Problem to work on:
Format every line of the items below as a JSON list of strings, one string per line, leaving out blank lines.

···

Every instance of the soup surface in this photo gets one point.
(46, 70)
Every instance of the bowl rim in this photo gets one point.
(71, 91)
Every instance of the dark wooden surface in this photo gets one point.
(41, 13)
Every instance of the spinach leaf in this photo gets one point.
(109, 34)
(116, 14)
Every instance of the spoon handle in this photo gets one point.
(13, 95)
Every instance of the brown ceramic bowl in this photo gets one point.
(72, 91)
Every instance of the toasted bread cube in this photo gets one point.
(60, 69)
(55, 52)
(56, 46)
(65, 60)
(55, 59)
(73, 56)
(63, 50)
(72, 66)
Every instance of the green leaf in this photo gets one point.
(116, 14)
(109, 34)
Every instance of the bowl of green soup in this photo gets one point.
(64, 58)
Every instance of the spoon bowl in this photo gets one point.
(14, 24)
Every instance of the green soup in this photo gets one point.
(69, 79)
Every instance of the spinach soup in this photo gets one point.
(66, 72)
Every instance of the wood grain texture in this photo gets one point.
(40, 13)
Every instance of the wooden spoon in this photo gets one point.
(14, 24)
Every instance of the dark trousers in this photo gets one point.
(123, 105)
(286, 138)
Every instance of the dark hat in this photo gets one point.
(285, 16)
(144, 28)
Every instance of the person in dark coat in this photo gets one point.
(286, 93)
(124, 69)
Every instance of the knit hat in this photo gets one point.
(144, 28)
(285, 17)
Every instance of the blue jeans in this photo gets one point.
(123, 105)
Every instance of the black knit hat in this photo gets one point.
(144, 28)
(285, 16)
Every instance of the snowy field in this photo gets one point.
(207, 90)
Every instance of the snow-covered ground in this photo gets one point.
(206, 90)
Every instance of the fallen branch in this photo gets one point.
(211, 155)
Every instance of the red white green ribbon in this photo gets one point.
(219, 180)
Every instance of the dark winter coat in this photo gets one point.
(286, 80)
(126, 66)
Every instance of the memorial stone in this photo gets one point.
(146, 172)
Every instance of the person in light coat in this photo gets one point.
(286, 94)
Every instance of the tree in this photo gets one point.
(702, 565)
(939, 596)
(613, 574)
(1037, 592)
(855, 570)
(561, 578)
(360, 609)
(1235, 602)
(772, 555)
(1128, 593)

···

Reply to the exercise:
[
  "Every instance of the soup surface in this photo gets one point.",
  "(46, 70)",
  "Every instance of the bowl rim in this photo gets one point.",
  "(71, 91)",
  "Every instance of the dark wooden surface in this photo gets one point.",
  "(41, 13)",
  "Every instance of the spinach leaf in this photo gets one point.",
  "(109, 34)",
  "(116, 14)",
  "Every instance of the spoon handle in this photo gets one point.",
  "(13, 95)",
  "Every instance of the brown ceramic bowl in this photo gets one point.",
  "(72, 91)",
  "Every instance of the toasted bread cube in this photo gets one point.",
  "(60, 69)",
  "(55, 52)",
  "(56, 46)",
  "(65, 60)",
  "(55, 59)",
  "(73, 56)",
  "(63, 50)",
  "(72, 66)",
  "Every instance of the green leaf in this photo gets one point.",
  "(116, 14)",
  "(109, 34)",
  "Every instance of the bowl of green soup in this photo gets one point.",
  "(64, 58)",
  "Every instance of the spoon bowl in this photo gets one point.",
  "(14, 24)",
  "Every instance of the green soup in this photo gets one point.",
  "(69, 79)",
  "Every instance of the spinach soup in this photo gets one point.",
  "(66, 72)",
  "Every instance of the wood grain texture in this photo gets one point.",
  "(40, 13)",
  "Every instance of the wooden spoon in this photo gets one point.",
  "(14, 24)",
  "Every instance of the dark trousers in this photo gets one point.",
  "(123, 105)",
  "(286, 138)",
  "Every instance of the dark hat in this photo gets one point.",
  "(285, 16)",
  "(144, 28)",
  "Every instance of the person in dark coat in this photo gets one point.",
  "(286, 93)",
  "(124, 69)",
  "Every instance of the knit hat in this photo gets one point.",
  "(144, 28)",
  "(285, 17)",
  "Every instance of the blue jeans in this photo gets one point.",
  "(123, 105)",
  "Every instance of the black knit hat in this photo gets one point.",
  "(144, 28)",
  "(285, 16)",
  "Every instance of the snowy field in this photo gets one point.",
  "(207, 90)",
  "Every instance of the snow-covered ground in this photo gets one point.",
  "(206, 90)",
  "Every instance of the fallen branch in this photo gets one point.",
  "(211, 155)",
  "Every instance of the red white green ribbon in this photo gets one point.",
  "(219, 180)",
  "Every instance of the dark winter coat in this photo gets one point.",
  "(286, 80)",
  "(126, 66)",
  "Every instance of the memorial stone in this photo gets one point.",
  "(146, 172)",
  "Every instance of the person in light coat in this photo gets one point.",
  "(286, 94)",
  "Every instance of the tree in this photo gets one point.",
  "(702, 565)",
  "(939, 596)",
  "(613, 574)",
  "(1037, 592)",
  "(855, 570)",
  "(561, 578)",
  "(360, 609)",
  "(1235, 602)",
  "(772, 555)",
  "(1128, 593)"
]